_Exercise requirements_. After finding the line containing "Target: blue body ridge" below, please output that line and each following one through the line containing "Practice. Put a pin on the pink", exactly as written.

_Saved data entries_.
━━━━━━━━━━━━━━━━
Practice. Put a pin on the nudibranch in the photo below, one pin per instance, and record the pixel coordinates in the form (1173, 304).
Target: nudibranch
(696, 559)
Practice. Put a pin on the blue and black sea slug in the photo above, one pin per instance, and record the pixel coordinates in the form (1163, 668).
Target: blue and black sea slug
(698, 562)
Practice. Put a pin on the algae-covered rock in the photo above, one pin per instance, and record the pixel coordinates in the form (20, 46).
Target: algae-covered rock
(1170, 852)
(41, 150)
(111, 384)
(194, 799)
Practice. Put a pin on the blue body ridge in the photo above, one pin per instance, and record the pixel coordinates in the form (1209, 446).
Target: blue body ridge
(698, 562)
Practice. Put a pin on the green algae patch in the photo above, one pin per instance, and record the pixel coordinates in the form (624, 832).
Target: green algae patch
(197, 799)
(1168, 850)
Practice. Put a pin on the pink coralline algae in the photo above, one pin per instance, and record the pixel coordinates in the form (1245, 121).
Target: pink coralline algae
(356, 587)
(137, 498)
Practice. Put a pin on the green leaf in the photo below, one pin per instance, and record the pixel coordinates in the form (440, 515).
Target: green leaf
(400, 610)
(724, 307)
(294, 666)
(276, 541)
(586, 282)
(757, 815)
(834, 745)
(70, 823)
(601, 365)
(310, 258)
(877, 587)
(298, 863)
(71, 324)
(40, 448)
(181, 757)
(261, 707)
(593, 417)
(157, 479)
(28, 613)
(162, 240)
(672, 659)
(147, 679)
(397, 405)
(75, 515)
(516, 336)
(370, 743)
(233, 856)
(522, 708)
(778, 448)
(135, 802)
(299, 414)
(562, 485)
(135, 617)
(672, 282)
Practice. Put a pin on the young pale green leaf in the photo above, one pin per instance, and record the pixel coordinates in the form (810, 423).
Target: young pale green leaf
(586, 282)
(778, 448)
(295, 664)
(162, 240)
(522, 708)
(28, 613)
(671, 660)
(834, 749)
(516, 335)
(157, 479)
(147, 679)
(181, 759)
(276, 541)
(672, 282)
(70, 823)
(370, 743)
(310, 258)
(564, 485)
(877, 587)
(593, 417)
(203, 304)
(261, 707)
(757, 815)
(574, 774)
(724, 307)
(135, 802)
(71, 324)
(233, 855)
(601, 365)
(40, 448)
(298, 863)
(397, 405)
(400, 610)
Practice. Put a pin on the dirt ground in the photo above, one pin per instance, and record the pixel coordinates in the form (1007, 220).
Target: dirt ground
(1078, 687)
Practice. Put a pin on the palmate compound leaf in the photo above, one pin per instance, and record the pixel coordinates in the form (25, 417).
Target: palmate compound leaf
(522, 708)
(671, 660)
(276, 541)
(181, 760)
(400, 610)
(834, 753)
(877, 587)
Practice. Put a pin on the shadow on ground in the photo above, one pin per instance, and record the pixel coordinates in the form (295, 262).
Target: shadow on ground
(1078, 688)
━━━━━━━━━━━━━━━━
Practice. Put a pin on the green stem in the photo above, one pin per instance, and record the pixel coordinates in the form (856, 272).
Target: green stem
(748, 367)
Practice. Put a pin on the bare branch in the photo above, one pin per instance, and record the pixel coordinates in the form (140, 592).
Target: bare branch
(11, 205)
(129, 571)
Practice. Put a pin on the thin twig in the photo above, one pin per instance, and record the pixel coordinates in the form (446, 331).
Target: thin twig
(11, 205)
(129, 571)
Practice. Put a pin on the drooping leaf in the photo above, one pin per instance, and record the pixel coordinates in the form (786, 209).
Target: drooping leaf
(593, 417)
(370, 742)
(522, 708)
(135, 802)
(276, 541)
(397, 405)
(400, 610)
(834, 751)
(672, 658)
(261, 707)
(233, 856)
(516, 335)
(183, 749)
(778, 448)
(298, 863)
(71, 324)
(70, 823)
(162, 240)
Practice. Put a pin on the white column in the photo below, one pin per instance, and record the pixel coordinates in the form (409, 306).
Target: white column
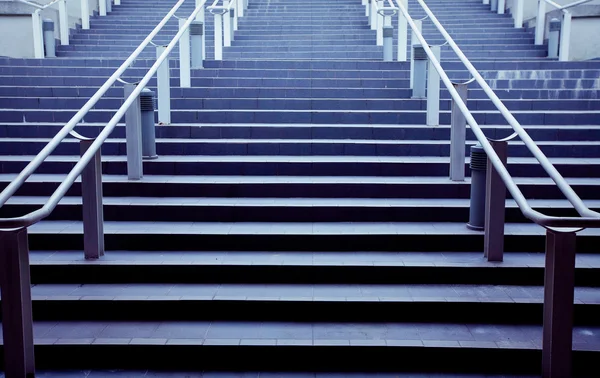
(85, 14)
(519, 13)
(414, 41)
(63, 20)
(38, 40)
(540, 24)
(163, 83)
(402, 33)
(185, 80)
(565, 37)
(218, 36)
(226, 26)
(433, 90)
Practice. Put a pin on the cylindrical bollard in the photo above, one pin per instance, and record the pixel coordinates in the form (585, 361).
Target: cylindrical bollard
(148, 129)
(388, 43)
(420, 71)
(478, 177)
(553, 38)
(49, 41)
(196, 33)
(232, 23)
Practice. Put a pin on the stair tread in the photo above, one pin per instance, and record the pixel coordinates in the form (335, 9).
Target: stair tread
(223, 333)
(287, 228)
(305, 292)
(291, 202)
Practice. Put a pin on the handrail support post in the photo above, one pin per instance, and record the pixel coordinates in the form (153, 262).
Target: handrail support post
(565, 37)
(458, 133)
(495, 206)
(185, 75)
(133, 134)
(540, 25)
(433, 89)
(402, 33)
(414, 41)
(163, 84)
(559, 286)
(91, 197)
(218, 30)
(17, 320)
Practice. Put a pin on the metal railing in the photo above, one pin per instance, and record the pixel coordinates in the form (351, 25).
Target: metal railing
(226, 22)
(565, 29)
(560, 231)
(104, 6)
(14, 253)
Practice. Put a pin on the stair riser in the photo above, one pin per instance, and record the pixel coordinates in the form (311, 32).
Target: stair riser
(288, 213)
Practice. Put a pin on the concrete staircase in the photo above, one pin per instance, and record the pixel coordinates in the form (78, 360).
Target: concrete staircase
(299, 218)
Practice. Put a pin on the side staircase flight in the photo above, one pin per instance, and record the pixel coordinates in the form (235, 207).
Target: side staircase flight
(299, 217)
━━━━━━━━━━━━━━━━
_Answer space_.
Target: blue body ridge
(698, 562)
Practice. Put a pin on the green algae patch in the photo above, one pin per instance, and record the pixel coordinates in the form (624, 832).
Target: green algae patch
(197, 799)
(1168, 850)
Practice. Put a pin on the pink coralline algae in the photo above, one pin per instance, and record the pixel coordinates in the form (1245, 121).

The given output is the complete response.